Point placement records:

★ ★ ★ ★

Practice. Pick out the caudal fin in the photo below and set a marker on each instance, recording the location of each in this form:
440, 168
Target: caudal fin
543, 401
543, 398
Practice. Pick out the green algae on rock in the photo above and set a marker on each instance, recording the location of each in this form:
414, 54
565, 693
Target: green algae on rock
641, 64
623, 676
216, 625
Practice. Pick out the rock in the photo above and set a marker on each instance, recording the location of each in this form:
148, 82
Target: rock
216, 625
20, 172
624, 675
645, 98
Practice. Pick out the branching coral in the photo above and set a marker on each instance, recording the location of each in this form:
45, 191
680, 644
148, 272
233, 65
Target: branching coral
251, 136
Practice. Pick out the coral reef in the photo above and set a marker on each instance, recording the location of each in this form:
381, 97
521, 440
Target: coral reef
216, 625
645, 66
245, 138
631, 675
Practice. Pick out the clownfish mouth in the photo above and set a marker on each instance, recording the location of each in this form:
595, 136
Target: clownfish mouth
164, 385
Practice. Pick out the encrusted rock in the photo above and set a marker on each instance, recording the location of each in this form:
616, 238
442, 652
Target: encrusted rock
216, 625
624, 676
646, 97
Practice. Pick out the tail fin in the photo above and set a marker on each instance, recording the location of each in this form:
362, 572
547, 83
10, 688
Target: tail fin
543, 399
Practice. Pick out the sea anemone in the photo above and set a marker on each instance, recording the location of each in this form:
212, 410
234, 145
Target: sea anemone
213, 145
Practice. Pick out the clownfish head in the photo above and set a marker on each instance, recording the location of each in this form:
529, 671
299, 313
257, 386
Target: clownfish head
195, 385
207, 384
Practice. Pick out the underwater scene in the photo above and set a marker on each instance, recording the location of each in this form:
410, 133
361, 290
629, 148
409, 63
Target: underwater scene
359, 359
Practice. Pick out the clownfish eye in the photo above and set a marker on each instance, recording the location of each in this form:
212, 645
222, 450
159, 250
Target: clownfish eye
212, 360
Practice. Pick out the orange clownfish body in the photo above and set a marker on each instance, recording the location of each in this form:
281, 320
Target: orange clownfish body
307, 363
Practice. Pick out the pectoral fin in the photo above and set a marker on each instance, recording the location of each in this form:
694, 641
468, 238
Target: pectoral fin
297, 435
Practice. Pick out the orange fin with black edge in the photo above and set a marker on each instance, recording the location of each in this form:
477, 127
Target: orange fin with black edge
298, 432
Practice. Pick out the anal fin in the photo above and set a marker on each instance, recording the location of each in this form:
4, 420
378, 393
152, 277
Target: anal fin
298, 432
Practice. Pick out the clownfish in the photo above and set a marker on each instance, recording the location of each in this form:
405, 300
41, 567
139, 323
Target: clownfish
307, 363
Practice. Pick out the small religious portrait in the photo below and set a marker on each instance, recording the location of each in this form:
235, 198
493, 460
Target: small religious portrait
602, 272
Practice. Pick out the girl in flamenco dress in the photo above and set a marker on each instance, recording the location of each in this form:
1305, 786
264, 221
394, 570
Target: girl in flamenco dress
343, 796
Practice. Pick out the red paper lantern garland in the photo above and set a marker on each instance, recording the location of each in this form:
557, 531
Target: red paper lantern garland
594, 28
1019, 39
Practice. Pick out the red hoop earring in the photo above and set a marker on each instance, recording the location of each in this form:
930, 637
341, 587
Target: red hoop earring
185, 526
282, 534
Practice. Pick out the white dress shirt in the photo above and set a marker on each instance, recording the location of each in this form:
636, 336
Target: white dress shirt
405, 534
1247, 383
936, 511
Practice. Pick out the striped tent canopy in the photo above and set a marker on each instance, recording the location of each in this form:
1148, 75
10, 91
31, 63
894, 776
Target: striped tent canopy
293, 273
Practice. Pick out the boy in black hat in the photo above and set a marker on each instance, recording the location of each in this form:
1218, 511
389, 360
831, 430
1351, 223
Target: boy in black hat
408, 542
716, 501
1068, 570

★ ★ ★ ★

* **Exercise requirements**
Turn every line of the entries above into a numbered list, leaving out any blank lines.

* **Task response**
1. Practice. Pick out the caudal fin in the photo below and set a marker on each instance, recording the location of each in this form:
2. 440, 168
3. Target: caudal fin
4. 543, 401
5. 543, 398
6. Practice. Pick out the green algae on rock in the photo above and set a marker on each instance, recording the location of each in this form:
7. 414, 54
8. 565, 693
9. Target: green algae on rock
10. 641, 64
11. 623, 676
12. 216, 625
13. Practice. Pick out the rock in the photo above and set a marker on each instance, recording the location of each in this form:
14. 148, 82
15. Target: rock
16. 216, 625
17. 20, 172
18. 624, 675
19. 645, 98
20. Practice. Pick out the branching coral in the photo above and set a marker on each instance, recording the location of each in this form:
21. 45, 191
22. 680, 644
23. 148, 272
24. 233, 65
25. Target: branching coral
26. 251, 136
27. Practice. Pick out the coral reef in the photo above and set a marker on each instance, recording the location of each in this form:
28. 381, 97
29. 521, 440
30. Target: coral reef
31. 216, 625
32. 645, 66
33. 245, 138
34. 631, 675
35. Practice. Pick out the clownfish mouth in the photo above and set a marker on each instance, recording the location of each in this form:
36. 595, 136
37. Target: clownfish mouth
38. 164, 385
39. Practice. Pick out the encrusted rock in the photo above and set a marker on each instance, recording the location of each in this form:
40. 616, 238
41. 442, 652
42. Target: encrusted rock
43. 216, 625
44. 624, 676
45. 646, 97
46. Practice. Pick out the tail fin in the photo above and set a marker on each instance, recording the location of each in this form:
47. 362, 572
48. 547, 83
49. 10, 688
50. Target: tail fin
51. 543, 399
52. Practice. Pick out the sea anemone in the photo above and set a marker on each instance, recording the location of each in this form:
53. 212, 410
54. 234, 145
55. Target: sea anemone
56. 213, 145
57. Practice. Pick out the clownfish head in the photo above and set a marker on each instance, recording the location of each in this form:
58. 529, 671
59. 299, 313
60. 257, 386
61. Target: clownfish head
62. 195, 385
63. 207, 384
64. Practice. Pick out the underwater scene in the photo above and set a marker on each instance, recording the location of each in this form:
65. 410, 133
66. 361, 290
67. 629, 148
68. 409, 63
69. Target: underwater scene
70. 359, 359
71. Practice. Pick out the clownfish eye in the photo above and set a marker on each instance, recording the location of each in this form:
72. 212, 645
73. 222, 450
74. 159, 250
75. Target: clownfish eye
76. 212, 360
77. Practice. Pick out the orange clownfish body in the photo above and set a marker on each instance, recording the location of each in this form:
78. 281, 320
79. Target: orange clownfish body
80. 307, 363
81. Practice. Pick out the pectoral fin in the photo above and set a marker on each instance, recording the location of each in this form:
82. 694, 641
83. 468, 238
84. Target: pectoral fin
85. 297, 435
86. Practice. Pick out the orange fin with black edge in the photo above and set a marker on each instance, recording the location of each in this form:
87. 477, 127
88. Target: orange fin with black edge
89. 298, 432
90. Practice. Pick out the anal fin in the photo above and set a marker on each instance, recording the location of each in this form:
91. 4, 420
92. 378, 393
93. 152, 277
94. Target: anal fin
95. 298, 432
96. Practice. Pick out the clownfish in the photo above and set a marker on each instance, recording the location of each in this form:
97. 405, 300
98. 41, 567
99. 139, 323
100. Target: clownfish
101. 307, 363
102. Practice. Pick out the small religious portrait in the photo below and set a marker on each instance, recording the location of each in this form:
103. 235, 198
104. 493, 460
105. Target: small religious portrait
106. 602, 272
107. Practice. Pick out the girl in flamenco dress in the photo above and set a marker on each instance, recording the location of each in this form:
108. 1305, 786
109. 264, 221
110. 394, 570
111. Target: girl in flamenco dress
112. 343, 796
113. Practice. Pick out the red paper lantern garland in the photo above and set a marker on each instance, recording the location of each in this form:
114. 557, 531
115. Target: red paper lantern garland
116. 594, 28
117. 1019, 39
118. Practice. Pick out the red hoop earring in the photo above and set a marker on each instance, recording the location of each in this form:
119. 930, 637
120. 341, 587
121. Target: red hoop earring
122. 185, 526
123. 282, 534
124. Practice. Pick out the white dress shirt in the photo above and set a marker on each instance, recording the location of each in this form:
125. 636, 336
126. Target: white dress shirt
127. 405, 534
128. 1247, 383
129. 936, 511
130. Practice. Pick out the striped tent canopy in the photo above and set a marker on each instance, recording the location of each in this form:
131. 1148, 75
132. 10, 91
133. 31, 63
134. 894, 776
135. Target: striped tent canopy
136. 293, 273
137. Practice. Pick out the boy in black hat in the photo above and set a marker on each instance, recording the location of each in this form:
138. 1218, 511
139. 389, 360
140. 831, 430
141. 1351, 223
142. Target: boy in black hat
143. 408, 542
144. 716, 501
145. 1068, 570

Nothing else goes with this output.